What is needed
Determine the count of lines in the data below that include the word "above", and give nothing besides it.

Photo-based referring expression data
====
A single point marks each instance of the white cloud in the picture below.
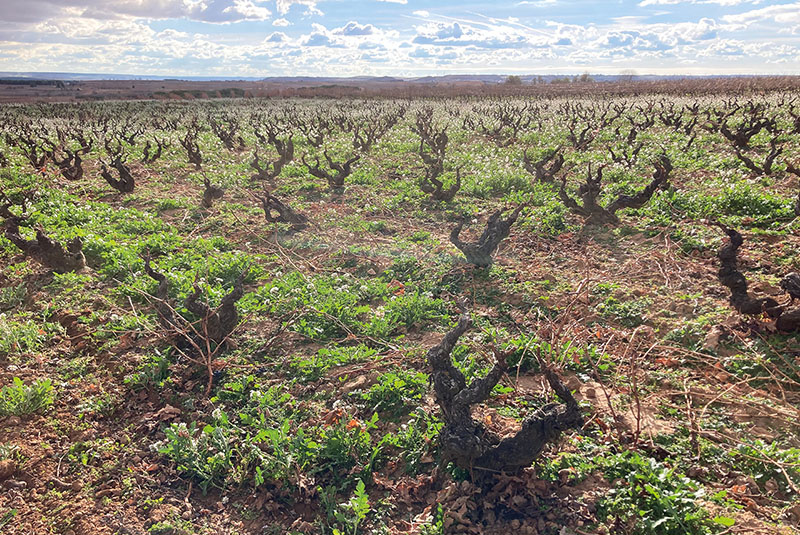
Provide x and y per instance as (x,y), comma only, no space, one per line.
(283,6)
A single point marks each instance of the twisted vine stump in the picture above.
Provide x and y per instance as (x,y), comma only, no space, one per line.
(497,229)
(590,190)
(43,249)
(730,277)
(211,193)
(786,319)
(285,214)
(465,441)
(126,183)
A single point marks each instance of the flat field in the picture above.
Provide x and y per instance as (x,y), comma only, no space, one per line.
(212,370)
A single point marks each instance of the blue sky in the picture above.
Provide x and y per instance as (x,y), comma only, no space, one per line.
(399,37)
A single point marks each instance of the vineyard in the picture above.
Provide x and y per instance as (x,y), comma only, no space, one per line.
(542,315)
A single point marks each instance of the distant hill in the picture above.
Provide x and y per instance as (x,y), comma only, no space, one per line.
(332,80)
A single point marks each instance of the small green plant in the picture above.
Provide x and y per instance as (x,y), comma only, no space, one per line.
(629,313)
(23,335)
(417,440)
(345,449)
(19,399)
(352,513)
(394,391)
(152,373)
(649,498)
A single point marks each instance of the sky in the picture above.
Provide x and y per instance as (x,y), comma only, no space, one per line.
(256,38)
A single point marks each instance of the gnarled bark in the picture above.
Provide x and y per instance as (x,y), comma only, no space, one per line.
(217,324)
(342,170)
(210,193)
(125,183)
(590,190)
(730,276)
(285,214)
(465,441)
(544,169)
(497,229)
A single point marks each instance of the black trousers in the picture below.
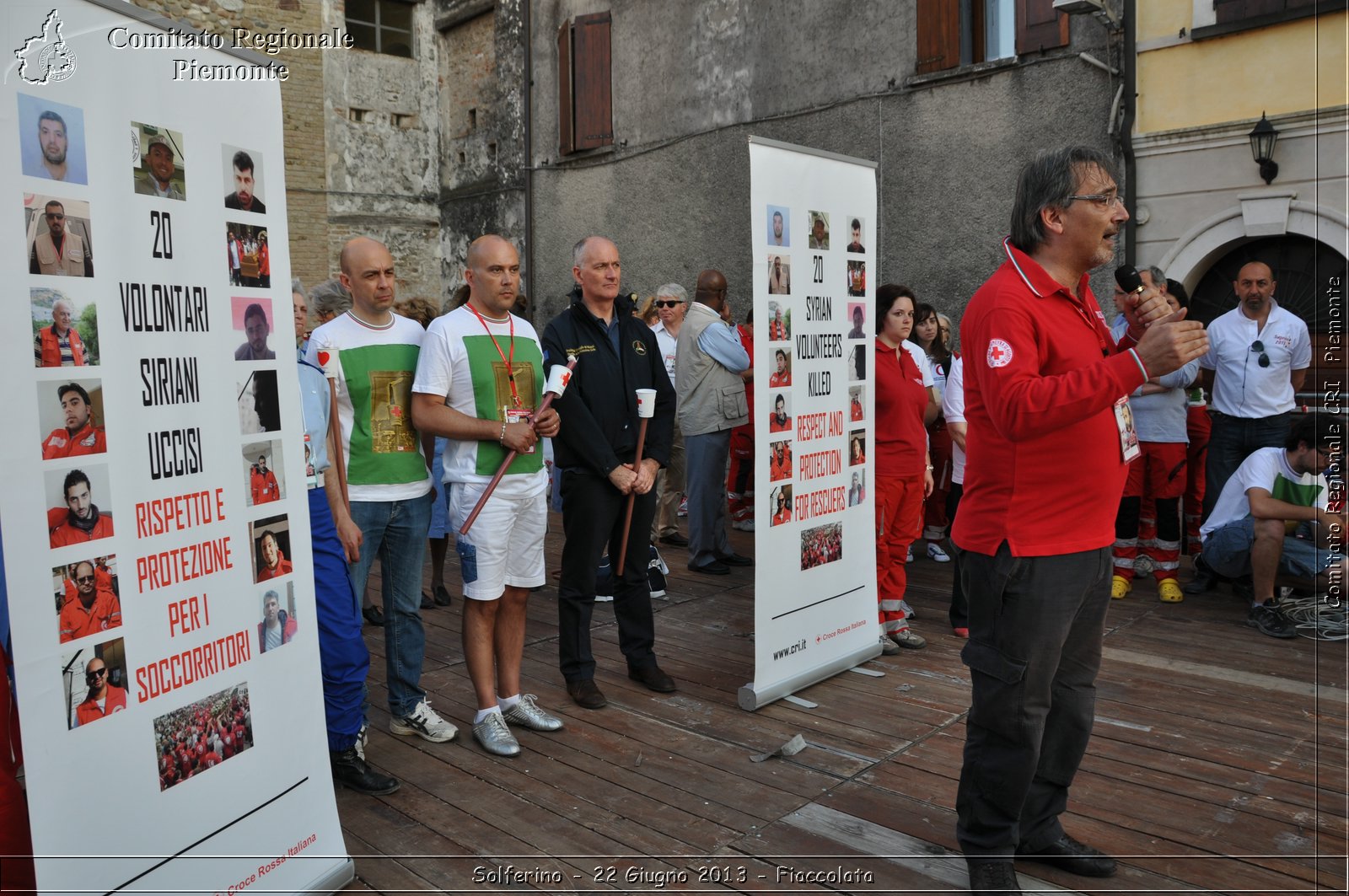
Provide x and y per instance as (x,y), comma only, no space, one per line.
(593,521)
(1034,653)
====
Output for this task
8